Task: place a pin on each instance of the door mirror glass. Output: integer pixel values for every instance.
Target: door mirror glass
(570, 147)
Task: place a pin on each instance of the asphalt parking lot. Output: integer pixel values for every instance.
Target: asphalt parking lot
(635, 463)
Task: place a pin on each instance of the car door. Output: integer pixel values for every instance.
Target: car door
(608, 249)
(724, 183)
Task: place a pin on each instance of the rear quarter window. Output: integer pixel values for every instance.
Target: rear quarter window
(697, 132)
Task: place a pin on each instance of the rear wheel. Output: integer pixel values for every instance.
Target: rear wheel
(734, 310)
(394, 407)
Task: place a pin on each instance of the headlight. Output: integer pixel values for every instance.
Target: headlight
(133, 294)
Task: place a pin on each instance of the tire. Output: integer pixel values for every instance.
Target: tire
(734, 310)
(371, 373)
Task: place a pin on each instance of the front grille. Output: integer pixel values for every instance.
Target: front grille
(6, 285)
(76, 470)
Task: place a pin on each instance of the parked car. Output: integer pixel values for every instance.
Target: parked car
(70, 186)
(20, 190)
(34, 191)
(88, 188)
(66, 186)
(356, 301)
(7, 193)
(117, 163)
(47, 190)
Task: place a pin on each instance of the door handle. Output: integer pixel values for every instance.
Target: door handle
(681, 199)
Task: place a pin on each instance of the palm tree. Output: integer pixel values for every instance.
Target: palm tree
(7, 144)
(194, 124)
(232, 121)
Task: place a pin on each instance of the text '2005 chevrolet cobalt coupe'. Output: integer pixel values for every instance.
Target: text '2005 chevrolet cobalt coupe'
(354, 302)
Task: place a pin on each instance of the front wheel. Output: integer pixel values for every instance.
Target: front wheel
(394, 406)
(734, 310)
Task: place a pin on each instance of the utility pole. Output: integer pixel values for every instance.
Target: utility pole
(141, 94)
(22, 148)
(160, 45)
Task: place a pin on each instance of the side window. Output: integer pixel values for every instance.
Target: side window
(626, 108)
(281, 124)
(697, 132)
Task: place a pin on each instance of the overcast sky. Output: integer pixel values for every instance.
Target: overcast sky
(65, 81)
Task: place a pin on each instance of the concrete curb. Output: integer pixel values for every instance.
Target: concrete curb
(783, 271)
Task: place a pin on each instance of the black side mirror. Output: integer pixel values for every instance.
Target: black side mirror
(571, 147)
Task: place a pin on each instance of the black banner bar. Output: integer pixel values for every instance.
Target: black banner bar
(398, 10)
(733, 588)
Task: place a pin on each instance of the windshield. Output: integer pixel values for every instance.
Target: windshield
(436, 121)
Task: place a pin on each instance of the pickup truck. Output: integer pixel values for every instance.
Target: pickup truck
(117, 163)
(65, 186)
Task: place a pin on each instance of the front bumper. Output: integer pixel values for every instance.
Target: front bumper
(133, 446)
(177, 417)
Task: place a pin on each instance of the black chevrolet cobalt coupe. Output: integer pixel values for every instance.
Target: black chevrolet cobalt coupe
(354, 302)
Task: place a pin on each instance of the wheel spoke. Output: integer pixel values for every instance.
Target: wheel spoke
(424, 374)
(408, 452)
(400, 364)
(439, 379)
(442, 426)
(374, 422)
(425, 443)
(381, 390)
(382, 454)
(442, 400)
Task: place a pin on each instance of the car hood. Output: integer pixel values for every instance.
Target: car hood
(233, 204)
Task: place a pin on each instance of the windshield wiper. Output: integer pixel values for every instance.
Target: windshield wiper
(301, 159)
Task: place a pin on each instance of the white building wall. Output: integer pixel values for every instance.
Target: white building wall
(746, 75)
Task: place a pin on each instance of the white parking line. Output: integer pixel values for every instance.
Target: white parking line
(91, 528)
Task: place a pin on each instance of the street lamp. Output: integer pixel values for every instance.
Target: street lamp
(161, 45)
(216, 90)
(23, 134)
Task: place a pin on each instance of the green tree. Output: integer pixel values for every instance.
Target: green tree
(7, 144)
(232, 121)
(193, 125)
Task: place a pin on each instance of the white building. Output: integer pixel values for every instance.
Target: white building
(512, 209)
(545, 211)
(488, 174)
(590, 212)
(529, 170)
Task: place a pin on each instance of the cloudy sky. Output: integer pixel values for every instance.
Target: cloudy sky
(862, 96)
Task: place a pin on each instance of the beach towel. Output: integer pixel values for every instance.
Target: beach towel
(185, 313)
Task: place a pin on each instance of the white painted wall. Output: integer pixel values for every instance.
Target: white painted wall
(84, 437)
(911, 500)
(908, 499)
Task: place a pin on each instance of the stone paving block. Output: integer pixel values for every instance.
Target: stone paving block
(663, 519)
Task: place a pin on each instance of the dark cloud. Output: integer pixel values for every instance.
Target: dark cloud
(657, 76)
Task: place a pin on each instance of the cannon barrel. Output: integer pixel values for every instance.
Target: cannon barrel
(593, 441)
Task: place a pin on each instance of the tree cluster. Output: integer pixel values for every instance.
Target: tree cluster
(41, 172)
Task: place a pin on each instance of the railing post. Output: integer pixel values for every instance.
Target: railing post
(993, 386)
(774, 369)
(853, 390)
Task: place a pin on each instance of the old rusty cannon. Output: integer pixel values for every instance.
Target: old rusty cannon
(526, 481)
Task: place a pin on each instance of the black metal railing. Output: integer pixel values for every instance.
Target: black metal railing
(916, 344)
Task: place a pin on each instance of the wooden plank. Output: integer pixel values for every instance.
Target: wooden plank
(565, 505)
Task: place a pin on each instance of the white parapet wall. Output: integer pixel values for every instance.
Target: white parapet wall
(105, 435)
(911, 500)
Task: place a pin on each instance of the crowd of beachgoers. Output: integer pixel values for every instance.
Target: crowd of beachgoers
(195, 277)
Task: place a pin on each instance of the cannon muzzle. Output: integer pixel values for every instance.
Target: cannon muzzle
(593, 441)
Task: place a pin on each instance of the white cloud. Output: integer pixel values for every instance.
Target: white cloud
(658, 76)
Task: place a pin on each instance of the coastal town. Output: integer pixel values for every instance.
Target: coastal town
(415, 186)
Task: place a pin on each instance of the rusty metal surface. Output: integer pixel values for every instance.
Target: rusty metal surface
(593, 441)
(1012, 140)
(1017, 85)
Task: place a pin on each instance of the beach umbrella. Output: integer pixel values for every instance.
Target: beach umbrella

======

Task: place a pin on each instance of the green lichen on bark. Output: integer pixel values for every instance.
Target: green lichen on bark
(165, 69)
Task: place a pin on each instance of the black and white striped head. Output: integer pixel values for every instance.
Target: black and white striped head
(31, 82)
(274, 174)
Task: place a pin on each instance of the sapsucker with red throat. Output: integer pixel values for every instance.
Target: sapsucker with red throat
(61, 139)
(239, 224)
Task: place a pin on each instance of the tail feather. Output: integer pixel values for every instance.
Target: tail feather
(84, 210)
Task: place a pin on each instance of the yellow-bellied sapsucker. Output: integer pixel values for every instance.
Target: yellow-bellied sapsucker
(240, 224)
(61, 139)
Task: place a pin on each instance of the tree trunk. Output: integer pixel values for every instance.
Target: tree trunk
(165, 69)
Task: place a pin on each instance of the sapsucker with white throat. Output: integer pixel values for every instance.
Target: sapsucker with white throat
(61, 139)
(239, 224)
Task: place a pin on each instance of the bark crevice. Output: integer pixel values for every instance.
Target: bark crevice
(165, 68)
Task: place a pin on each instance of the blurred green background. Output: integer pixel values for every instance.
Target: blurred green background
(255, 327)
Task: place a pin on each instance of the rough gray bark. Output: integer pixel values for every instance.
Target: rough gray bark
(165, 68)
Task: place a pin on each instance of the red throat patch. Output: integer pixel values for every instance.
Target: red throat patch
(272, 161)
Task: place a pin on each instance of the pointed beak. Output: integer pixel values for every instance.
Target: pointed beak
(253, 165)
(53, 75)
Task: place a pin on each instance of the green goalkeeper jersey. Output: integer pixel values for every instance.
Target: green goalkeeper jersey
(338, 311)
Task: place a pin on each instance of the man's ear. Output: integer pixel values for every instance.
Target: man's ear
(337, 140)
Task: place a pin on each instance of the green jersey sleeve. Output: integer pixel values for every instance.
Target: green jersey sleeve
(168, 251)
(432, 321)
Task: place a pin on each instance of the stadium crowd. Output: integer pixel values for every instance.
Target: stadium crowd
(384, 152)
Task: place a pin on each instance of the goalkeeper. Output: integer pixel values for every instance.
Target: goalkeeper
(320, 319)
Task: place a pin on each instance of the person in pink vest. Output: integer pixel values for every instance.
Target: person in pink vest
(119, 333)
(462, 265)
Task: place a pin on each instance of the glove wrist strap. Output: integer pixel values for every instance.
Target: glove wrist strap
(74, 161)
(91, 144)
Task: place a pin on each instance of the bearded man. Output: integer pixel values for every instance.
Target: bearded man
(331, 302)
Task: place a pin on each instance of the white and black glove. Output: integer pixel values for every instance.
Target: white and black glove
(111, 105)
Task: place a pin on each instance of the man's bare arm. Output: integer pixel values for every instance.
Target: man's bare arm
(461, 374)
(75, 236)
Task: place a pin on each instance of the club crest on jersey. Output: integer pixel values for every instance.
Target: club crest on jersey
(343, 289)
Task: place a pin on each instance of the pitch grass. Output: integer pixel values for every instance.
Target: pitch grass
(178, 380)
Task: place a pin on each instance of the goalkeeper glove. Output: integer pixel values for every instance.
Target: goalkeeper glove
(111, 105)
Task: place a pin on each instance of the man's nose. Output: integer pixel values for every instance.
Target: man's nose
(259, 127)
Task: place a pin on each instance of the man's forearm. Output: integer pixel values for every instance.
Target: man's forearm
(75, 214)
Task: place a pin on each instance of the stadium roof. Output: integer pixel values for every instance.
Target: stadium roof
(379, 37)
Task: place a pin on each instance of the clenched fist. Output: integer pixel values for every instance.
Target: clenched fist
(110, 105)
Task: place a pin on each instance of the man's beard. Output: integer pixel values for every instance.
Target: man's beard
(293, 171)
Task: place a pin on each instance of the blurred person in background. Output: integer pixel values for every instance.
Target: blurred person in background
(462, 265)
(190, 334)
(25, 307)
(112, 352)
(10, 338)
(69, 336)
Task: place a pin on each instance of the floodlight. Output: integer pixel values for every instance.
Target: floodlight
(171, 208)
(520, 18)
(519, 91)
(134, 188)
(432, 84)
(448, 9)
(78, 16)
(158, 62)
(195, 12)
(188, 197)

======

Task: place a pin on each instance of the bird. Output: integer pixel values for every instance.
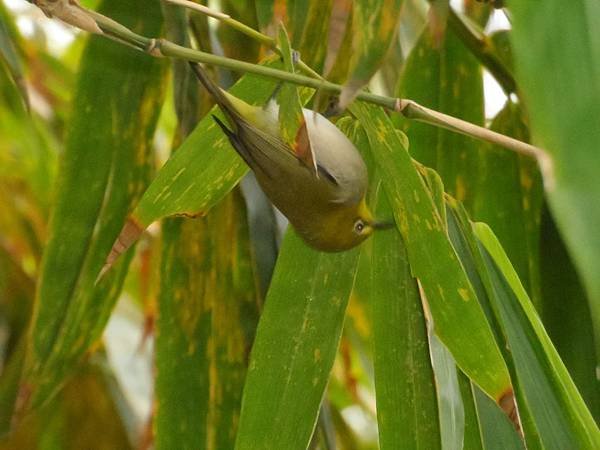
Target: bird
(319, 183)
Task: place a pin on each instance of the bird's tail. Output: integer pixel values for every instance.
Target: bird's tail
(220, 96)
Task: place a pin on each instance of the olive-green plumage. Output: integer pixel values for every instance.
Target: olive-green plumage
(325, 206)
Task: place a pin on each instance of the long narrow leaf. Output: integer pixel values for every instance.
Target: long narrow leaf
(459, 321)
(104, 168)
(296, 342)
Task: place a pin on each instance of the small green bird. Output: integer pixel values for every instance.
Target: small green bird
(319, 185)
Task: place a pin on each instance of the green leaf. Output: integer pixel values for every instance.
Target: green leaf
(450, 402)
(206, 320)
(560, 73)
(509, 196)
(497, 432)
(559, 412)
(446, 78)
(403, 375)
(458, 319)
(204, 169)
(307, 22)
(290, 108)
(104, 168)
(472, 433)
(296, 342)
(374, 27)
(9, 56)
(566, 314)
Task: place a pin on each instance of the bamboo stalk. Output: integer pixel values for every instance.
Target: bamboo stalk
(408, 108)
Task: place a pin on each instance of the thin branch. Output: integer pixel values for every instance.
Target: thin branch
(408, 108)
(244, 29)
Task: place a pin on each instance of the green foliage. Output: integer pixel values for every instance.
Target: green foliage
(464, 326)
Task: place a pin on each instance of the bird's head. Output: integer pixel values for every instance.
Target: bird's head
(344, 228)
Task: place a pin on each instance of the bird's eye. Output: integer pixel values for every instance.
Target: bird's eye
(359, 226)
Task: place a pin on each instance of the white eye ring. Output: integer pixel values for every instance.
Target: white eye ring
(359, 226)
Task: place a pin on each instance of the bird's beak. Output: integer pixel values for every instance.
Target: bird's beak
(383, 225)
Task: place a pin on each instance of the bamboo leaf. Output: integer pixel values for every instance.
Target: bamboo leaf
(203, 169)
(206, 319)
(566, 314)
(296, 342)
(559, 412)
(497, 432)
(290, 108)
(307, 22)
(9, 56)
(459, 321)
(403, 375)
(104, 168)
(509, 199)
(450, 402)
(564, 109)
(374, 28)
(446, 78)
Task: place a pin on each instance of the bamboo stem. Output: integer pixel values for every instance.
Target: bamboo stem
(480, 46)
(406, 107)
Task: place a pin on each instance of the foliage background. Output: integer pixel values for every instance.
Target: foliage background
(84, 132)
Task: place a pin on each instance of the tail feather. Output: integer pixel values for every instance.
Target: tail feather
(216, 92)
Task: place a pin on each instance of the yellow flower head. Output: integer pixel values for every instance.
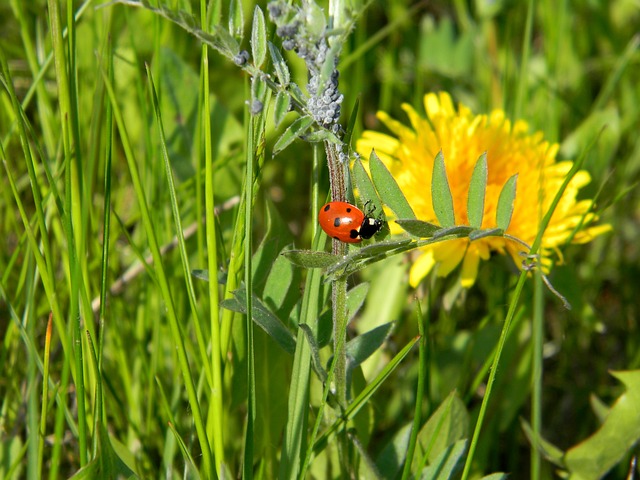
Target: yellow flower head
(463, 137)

======

## INSTRUCTIONS FOR THE TASK
Write out exactly the lines above from the line with "Task: place a pin on each instance of the door mirror" through the line with "Task: place a pin on each instance of the car door.", both of them included, and leave out all other lines.

## SOLVED PROBLEM
Task: place a pin on each instance of the door mirror glass. Output: integer pixel values for every instance.
Target: door mirror glass
(570, 147)
Task: place a pin on each instance of the asphalt parking lot. Output: integer pixel values for every instance.
Target: asphalt parking lot
(635, 463)
Task: place a pin on each instance of the car door. Output: integer pixel values for every instance.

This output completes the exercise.